Совсем другой вопрос, проявляется ли любовь к ближнему также в любви к себе. Заповедано ли нам любить самих себя, как мы должны любить ближнего своего? К этому мы вернемся в 7-й главе, где речь пойдет о любви.
3.4. Догматика и этика
В данной главе мы намереваемся очертить границы христианской этики. Что является предметом ее рассмотрения, а что нет? Мы считаем также целесообразным отличать христианскую этику от христианской догматики. Последняя имеет характерные признаки богословской дисциплины, в то время как этика обладает ими в гораздо меньшей степени. Прежде все выглядело иначе, и этика, наравне с догматикой, принадлежала к числу богословских дисциплин. Пожалуй, только одни богословы сохраняли этику как дисциплину в ряду других учебных предметов. Часто один и то же преподаватель читал оба курса: и догматики, и этики. Однако возрастание объема сугубо этических проблем привело к разрыву этой связи. То есть речь здесь идет не о принципиальных различиях между этикой и догматикой, а о традиционно сложившемся закреплении за каждой дисциплиной своих специфических задач. В настоящее время этика приобрела столь общий характер, что ее вряд ли уже можно причислить к типично богословским дисциплинам. Поскольку почти все мы так или иначе имеем дело с этикой, она приобрела значительно более широкую известность, чем догматика.

# ИСХОДНЫЕ ДАННЫЕ:
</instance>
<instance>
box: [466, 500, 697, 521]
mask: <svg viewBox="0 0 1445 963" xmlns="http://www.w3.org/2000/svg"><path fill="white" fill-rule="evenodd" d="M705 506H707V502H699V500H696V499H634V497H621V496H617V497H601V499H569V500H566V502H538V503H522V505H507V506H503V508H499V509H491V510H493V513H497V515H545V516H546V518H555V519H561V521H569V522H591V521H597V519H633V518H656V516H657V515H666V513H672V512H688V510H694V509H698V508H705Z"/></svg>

# ЗАДАНИЕ 1:
Верните без изменений фрагмент текста о догматике и этике, который начинается со слов «Совсем другой вопрос, проявляется» и заканчивается словами «пойдет о любви.».
# ЗАДАНИЕ 2:
Что, согласно тексту о догматике и этике, привело к разрыву связи между этикой и догматикой?
# ЗАДАНИЕ 3:
Напишите продолжение текста о догматике и этике, начиная сразу после его последнего предложения.
Приведенные строки никак не связаны с текстом о догматике и этике.

# ОТВЕТ 1:
Совсем другой вопрос, проявляется ли любовь к ближнему также в любви к себе. Заповедано ли нам любить самих себя, как мы должны любить ближнего своего? К этому мы вернемся в 7-й главе, где речь пойдет о любви.

# ОТВЕТ 2:
Возрастание объема сугубо этических проблем.

# ОТВЕТ 3:
В чем различие между обеими? В догматике рассматриваются догматы, в которых речь идет об учении церкви, в то время как предметом этики является жизнь христиан. Пожелавший рассматривать догматы учения церкви в одном ряду с догматами, относящимися к житейской сфере, должен, в частности, обратиться к Десяти заповедям и Нагорной проповеди как основе христианской жизни. Слово «догма» включало в себя раньше как «предметы веры» (articula fidei), так и предписания Декалога (praecepta decalogi). Наряду с нормой, относящейся к вещам, в которые следовало «верить», так называемая norma credendorum, существует норма для вещей, которые должны быть «прожиты» (norma agendorum).
В принципе против переплетения догматических постулатов с этическими возражать не приходится. Так, «Наставление» Кальвина нельзя назвать ни догматикой, ни этикой в современном научном смысле этого слова. Но, тем не менее, мы можем говорить, что в «Наставлении» от первой его страницы и до последней учение и жизнь сливаются в неразрывное целое. Невозможно вырвать главу, в которой речь идет о жизни христианина, «De vita homins christiani» («Наставление», III, 6—8), из текста всего «Наставления», не исказив ее содержания. У Кальвина отчетливо видно (хорошо бы, если бы так было у всех догматиков и этиков), что именно любая догма (в догматике) имеет свою этическую сторону, в то время как корни любой этической проблемы проросли глубоко в почву догмы. Писание учит, что вера без дел, как и дела без веры, мертвы (Иак. 2:14-17; Рим. 4:1-3).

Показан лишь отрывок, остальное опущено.